Repeat the entries shown below with every word and mark intact.

═══ Extracted records

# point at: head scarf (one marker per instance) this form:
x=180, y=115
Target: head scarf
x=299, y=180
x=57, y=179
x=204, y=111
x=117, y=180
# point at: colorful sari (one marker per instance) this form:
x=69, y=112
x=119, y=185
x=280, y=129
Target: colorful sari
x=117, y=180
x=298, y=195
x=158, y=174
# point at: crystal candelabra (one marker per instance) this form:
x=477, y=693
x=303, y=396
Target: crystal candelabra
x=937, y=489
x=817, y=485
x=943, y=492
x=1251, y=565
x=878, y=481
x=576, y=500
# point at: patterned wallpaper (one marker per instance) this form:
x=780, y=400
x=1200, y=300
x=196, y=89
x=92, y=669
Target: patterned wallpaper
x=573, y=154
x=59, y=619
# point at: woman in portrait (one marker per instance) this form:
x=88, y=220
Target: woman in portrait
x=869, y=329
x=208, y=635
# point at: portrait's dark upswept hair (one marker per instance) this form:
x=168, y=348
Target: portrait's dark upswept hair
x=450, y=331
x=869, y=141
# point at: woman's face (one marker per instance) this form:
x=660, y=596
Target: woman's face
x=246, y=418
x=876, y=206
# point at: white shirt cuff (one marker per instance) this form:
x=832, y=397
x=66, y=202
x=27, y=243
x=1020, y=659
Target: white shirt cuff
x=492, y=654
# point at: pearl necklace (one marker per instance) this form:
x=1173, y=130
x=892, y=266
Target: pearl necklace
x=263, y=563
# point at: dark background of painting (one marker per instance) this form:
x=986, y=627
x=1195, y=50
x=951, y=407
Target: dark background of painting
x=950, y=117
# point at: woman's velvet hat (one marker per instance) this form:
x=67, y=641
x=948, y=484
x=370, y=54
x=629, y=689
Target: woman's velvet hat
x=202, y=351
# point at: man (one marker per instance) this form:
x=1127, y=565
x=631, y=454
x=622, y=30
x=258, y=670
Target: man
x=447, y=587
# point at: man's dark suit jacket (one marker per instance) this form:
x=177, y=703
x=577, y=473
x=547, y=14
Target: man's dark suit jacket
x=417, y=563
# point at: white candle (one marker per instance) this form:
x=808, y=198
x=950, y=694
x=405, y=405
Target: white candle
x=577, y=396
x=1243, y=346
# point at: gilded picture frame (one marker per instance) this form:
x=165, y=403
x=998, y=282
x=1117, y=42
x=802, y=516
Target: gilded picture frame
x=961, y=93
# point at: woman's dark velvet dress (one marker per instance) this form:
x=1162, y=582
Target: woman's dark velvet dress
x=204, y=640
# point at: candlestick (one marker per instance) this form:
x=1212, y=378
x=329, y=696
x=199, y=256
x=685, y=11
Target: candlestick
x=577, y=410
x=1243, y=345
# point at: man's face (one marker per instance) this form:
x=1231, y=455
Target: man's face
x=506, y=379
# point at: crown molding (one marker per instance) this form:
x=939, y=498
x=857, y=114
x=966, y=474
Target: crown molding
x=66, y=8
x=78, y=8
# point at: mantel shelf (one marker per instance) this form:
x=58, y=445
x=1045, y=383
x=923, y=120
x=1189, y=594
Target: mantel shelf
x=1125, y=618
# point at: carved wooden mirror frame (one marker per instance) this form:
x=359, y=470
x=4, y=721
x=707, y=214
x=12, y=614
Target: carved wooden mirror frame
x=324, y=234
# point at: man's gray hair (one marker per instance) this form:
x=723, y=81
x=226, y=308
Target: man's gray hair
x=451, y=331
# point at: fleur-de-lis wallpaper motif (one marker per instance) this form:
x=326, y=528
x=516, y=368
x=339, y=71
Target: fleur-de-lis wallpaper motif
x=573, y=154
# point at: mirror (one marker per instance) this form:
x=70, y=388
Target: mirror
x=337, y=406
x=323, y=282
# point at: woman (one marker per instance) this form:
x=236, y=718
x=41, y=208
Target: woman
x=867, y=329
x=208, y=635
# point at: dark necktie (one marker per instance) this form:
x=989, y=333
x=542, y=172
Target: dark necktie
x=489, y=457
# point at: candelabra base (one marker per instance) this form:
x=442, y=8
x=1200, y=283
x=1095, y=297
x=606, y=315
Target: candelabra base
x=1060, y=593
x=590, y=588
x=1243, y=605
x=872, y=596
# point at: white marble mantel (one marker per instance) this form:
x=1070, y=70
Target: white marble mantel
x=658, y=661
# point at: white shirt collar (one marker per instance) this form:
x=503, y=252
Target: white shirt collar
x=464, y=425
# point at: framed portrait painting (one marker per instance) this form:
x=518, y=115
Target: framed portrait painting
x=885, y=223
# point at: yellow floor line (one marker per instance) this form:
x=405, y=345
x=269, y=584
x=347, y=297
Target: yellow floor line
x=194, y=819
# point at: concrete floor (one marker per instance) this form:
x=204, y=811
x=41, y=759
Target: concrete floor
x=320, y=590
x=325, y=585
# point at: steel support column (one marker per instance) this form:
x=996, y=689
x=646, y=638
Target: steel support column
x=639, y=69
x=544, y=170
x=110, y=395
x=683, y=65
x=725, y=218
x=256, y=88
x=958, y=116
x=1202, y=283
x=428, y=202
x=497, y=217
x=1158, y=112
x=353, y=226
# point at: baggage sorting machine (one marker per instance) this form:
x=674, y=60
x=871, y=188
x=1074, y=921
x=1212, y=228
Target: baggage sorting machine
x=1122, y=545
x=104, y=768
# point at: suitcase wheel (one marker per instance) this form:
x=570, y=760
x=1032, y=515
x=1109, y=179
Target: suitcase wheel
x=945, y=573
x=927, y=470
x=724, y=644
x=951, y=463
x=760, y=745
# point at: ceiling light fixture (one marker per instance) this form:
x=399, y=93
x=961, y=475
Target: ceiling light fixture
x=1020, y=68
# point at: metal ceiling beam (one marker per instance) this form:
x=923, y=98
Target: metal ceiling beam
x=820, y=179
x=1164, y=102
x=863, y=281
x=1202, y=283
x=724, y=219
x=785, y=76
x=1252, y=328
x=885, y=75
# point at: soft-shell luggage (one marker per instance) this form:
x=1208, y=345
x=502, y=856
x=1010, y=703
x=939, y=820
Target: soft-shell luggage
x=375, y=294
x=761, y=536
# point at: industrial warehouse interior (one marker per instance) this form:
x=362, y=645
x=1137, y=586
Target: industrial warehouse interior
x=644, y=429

══════

— Answer section —
# point at: head scarf (one marker per instance) this form:
x=180, y=115
Target: head scarf
x=299, y=180
x=57, y=179
x=204, y=111
x=117, y=180
# point at: colorful sari (one marker per instance) this form:
x=69, y=112
x=119, y=185
x=280, y=129
Target: colorful sari
x=117, y=180
x=298, y=195
x=158, y=174
# point at: crystal candelabra (one marker per instance) this form:
x=477, y=693
x=303, y=396
Target: crystal candelabra
x=937, y=489
x=817, y=485
x=943, y=492
x=1251, y=565
x=878, y=481
x=576, y=500
# point at: patterned wallpaper (one marker per instance) this form:
x=780, y=400
x=1200, y=300
x=196, y=89
x=92, y=669
Target: patterned wallpaper
x=573, y=154
x=59, y=619
# point at: woman in portrait (one marker per instance) this form:
x=88, y=220
Target: woman in portrait
x=869, y=329
x=208, y=635
# point at: portrait's dark upswept hair (one marker per instance) this form:
x=168, y=348
Target: portrait's dark upswept hair
x=450, y=331
x=869, y=141
# point at: woman's face (one marker per instance) this form:
x=660, y=596
Target: woman's face
x=246, y=418
x=876, y=206
# point at: white shirt cuff (one marker per instance) this form:
x=832, y=397
x=66, y=202
x=27, y=243
x=1020, y=659
Target: white shirt cuff
x=492, y=654
# point at: pearl necklace (one marker per instance) this form:
x=1173, y=130
x=892, y=266
Target: pearl necklace
x=263, y=563
# point at: dark background of painting (one marker per instance) this form:
x=986, y=627
x=1195, y=50
x=951, y=407
Target: dark background of painting
x=950, y=117
# point at: woman's velvet hat (one marker per instance) this form:
x=67, y=641
x=948, y=484
x=370, y=54
x=629, y=689
Target: woman's velvet hat
x=202, y=351
# point at: man (one marker per instance) this form:
x=1127, y=565
x=631, y=454
x=622, y=30
x=258, y=670
Target: man
x=447, y=587
# point at: man's dark suit jacket (one marker per instance) this form:
x=177, y=703
x=577, y=473
x=547, y=14
Target: man's dark suit jacket
x=417, y=563
# point at: white candle (one marker per instance) this form:
x=808, y=198
x=950, y=694
x=405, y=405
Target: white candle
x=577, y=396
x=1243, y=346
# point at: gilded picture frame (one marker per instance) this form:
x=165, y=403
x=998, y=282
x=1117, y=42
x=802, y=516
Target: gilded picture frame
x=961, y=93
# point at: woman's dark velvet dress (one marker per instance) this form:
x=1162, y=582
Target: woman's dark velvet dress
x=204, y=640
# point at: candlestick (one marker per instance) this form:
x=1212, y=378
x=329, y=696
x=199, y=256
x=685, y=11
Target: candlestick
x=577, y=410
x=1243, y=345
# point at: man's face (one marker per instance) this form:
x=1231, y=455
Target: man's face
x=506, y=379
# point at: crown molding (one marker per instance) this form:
x=939, y=498
x=857, y=114
x=966, y=474
Target: crown molding
x=66, y=8
x=78, y=8
# point at: mantel shelf (one marker per instance) this form:
x=58, y=445
x=1045, y=383
x=923, y=120
x=1189, y=594
Target: mantel shelf
x=1125, y=618
# point at: carved wooden mirror frame (one marker per instance) this form:
x=359, y=470
x=4, y=721
x=707, y=214
x=12, y=614
Target: carved wooden mirror frame
x=324, y=234
# point at: man's gray hair (one marker per instance) this form:
x=723, y=81
x=226, y=308
Target: man's gray hair
x=451, y=331
# point at: fleur-de-lis wallpaper motif (one marker per instance) this form:
x=326, y=528
x=516, y=368
x=339, y=71
Target: fleur-de-lis wallpaper motif
x=573, y=154
# point at: mirror (one marker per instance) this form:
x=70, y=388
Target: mirror
x=337, y=406
x=323, y=282
# point at: woman (one marker per instance) this form:
x=236, y=718
x=41, y=208
Target: woman
x=867, y=329
x=208, y=635
# point at: dark necktie (one marker per instance) this form:
x=989, y=333
x=542, y=172
Target: dark necktie
x=489, y=457
# point at: candelabra base (one marker per instance) this form:
x=442, y=8
x=1200, y=283
x=1095, y=297
x=606, y=315
Target: candelabra base
x=1060, y=593
x=590, y=588
x=1243, y=605
x=872, y=596
# point at: white marble mantel (one marker per instance) this form:
x=1070, y=70
Target: white marble mantel
x=658, y=661
# point at: white shirt collar (one marker per instance) this form:
x=503, y=252
Target: white shirt collar
x=464, y=425
# point at: framed portrait painting (one marker per instance) this form:
x=518, y=115
Target: framed portrait painting
x=885, y=223
# point at: yellow floor line (one marker per instance) this form:
x=405, y=345
x=269, y=584
x=347, y=297
Target: yellow floor line
x=194, y=819
# point at: concrete floor (one marker per instance) this form:
x=204, y=811
x=41, y=759
Target: concrete floor
x=320, y=590
x=325, y=585
# point at: steel support column (one marker per instance) this form:
x=996, y=689
x=646, y=638
Target: steel support column
x=639, y=69
x=544, y=170
x=110, y=395
x=683, y=65
x=725, y=218
x=256, y=88
x=958, y=116
x=1202, y=283
x=428, y=202
x=497, y=217
x=1158, y=112
x=353, y=226
# point at: baggage sorting machine (one marker per instance) this form:
x=674, y=60
x=871, y=188
x=1074, y=921
x=1212, y=228
Target: baggage sorting machine
x=1122, y=545
x=104, y=768
# point at: suitcase wheel (one marker per instance) this form:
x=570, y=760
x=1032, y=515
x=1109, y=179
Target: suitcase wheel
x=945, y=573
x=927, y=470
x=724, y=644
x=951, y=463
x=760, y=745
# point at: ceiling light fixture (one marker per instance) this form:
x=399, y=93
x=961, y=475
Target: ceiling light fixture
x=1020, y=68
# point at: metal ceiling beam (one marker per instance) this form:
x=923, y=98
Target: metal ceiling beam
x=820, y=179
x=1164, y=102
x=863, y=281
x=1202, y=283
x=724, y=219
x=785, y=76
x=1252, y=328
x=885, y=75
# point at: soft-shell luggage (one marker per instance) this form:
x=1208, y=345
x=502, y=856
x=1010, y=703
x=939, y=820
Target: soft-shell luggage
x=375, y=294
x=761, y=536
# point at: industrial warehouse interior (one marker per instance) this form:
x=362, y=645
x=1137, y=586
Target: industrial warehouse interior
x=644, y=429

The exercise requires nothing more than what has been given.